■ **PROBLEM DETAILS**
Please carry on the forum post about turning functional algorithms into imperative ones, picking up right after its last sentence.

■ **ARTICLE**
BEGIN

Conversion of 'functional' to 'imperative' algorithms: is it possible?
Does anybody know any work done on conversion of 'functional' to 'imperative' algorithms?
I am asking this because, while doing some mental exercises with algorithms to help me understand functional programming better, I realized that any functional algorithm could be converted to an imperative one, in order to save resources and increase performance.
The way I work goes like this: i write down a functional algorithm, then try to optimize it by converting it to an imperative one using assigments. I try to re-use memory space, so as that the algorithm becomes faster, without loosing the meaning (and maybe correctness) of the functional algorithm.
Let me give you an example. Let's just say we have the following simple function:
let f(x) = x + 1
which is used here:
let g(y) with let a = f(y) = a + 2
We can see that the above is equal to (assignment is operator ':='; operator ',' is used for sequence of operations):
let g(y) = y := y + 1, (* reuse variable 'y' *) y + 2
In the above example, the variable 'y' is re-used (I am talking about variables here, not value bindings, because I am talking about implementation): instead of using an intermediate variable 'a', the compiler reuses the variable 'y', increases it by 1, then adds '2' to it and returns the result.
Of course the above example is trivial and the relevant optimization may already take place in modern FP compilers. But what about more complex examples? For example, I was thinking about the 'quicksort' algorithm. The functional algorithm goes like this (in a imaginative mixture of functional and imperative syntax, using 'h:t' for head-tail list representation):
(* input is a list with first element as 'head' and the rest of elements as 'tail' *) let qsort(head:tail) with (* less and greater than nil is nil *) let less(e, nil) = nil let greater(e, nil) = nil (* calculate elements of input list 'h:t' less than 'e' *) let less(e, h:t) = (if h < e then h else nil) + less(e, t) (* calculate elements of input list 'h:t' greater than 'e' *) let greater(e, h:t) = (if h > e then h else nil) + greater(e, t) = (* the result is: less elements + head + greater elements *) qsort(less(head, tail)) + head + qsort(greater(head, tail))
The actual implementation of the algorithm is quite slow, since it copies data around in a new list for each 'invocation' (I am not talking 'reduction' here, because I speak about actual code running on a computer). The ideal would be if the above functional algorithm could be converted automatically to an imperative one that does in-place sorting.
If we examine closely the above quicksort algorithm, we will see that the algorithm does the following things:
Let's see if we can speed up the above algorithm (let's name it quicksort A) by using two lists: a list A which is the input list and a list B which is the output list. Instead of creating new lists, we are going to use list B as an intermediate list for sorting elements, without changing the basic logic behind the sorting algorithm.
The 'less' function can be written like this:
let less(e, ha:ta, out hb:tb) = if ha < e then hb := ha, (* copy value of element 'ha' to 'hb' *) less(e, ta, tb) (* process rest of elements of A into tail of B *) else less(e, ta, hb:tb) (* process rest of elements of A into B *)
The above algorithm uses another list B to accumulate the 'less than first element' data of a list. The 'greater' algorithm can be written in the same way.

END

■ **DATASET EXTRACT**

BEGIN

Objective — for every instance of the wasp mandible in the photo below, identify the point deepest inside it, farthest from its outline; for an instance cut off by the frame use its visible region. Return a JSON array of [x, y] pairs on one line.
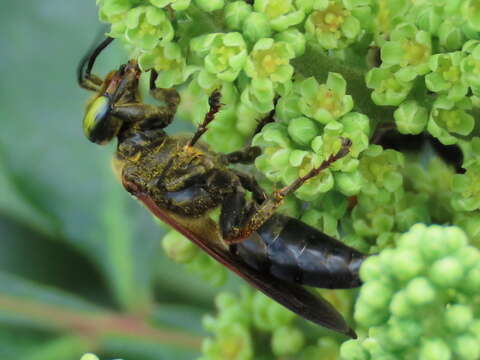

END

■ **ANSWER TO THIS PROBLEM**
Now the qsort algorithm becomes:
(* input is list 'ha:ta', output is list B, which must have the same length as 'ha:ta' *) let qsort(ha:ta, out B) with let temp = List(sizeof(ha:ta)) (* temp is a list with same size as list 'ha:ta' *) = less(ha, ta, temp), (* accumulate elements of 'ta' less than 'ha' into 'temp' *) qsort(temp, B), (* sort temp list into B *) B[sizeof(temp)] := ha, (* copy 'ha' right after 'temp' sorted into B *) greater(ha, ta, temp), (* accumulate elements of 'ta' greater than 'ta' into 'temp' *) qsort(temp, B + sizeof(temp) + 1) (* sort temp list into B right after the less part and the 'ha' element *)
The above algorithm (let's name it quicksort B) can be preferrable than the pure one, because the intermediate variable 'temp' can exist on the stack, thus increasing performance of the program and reducing garbage (or be used for compile-time garbage collection). Here is a working C++ implementation:
Is it possible to optimize the algorithm further? could the sorting be done without using a second list? The answer is yes. Let's examine the 'logic' behind the sorting again: we traverse a list twice, once for accumulating the elements 'less' than an element and once for accumulating the elements 'greater' than that element. In order to do the 'less' algorithm 'in-place', we have to 'push' elements less than an element in front of the list while pushing greater elements at the end of the list. The algorithm could be like this:
(* pushes elements of 'h:t' less than 'e' at beginning of list; function greater is not needed, because all the elements after the 'less' part automatically belong to 'greater' part *) let less(e, out h:t, out f, out l) = if h < e then (* less element is found *) l := f, (* save value of 'f' into position 'l' *) f := h, (* place less element 'h' at beginning of list *) f = next(f), (* set 'f' to next position in list *) l = h, (* note down the 'free' position *) less(e, t, f, l) (* process the rest of elements of 't' *) else less(e, t, f, l) (* less element is not found *) (* quick sort *) let qsort(h:t) with let f = h (* 'f' is the first free entry in the list *) let l = h (* 'l' is the last freed entry in the list *) = less(h, t, f, l), (* push less than 'h' elements to beginning of 't' *) l := f, (* before setting middle element, save the value at middle element position *) f := h, (* set middle element *) qsort(t[begin..f]), (* sort less part *) qsort(t[f+1..end]) (* sort greater part *)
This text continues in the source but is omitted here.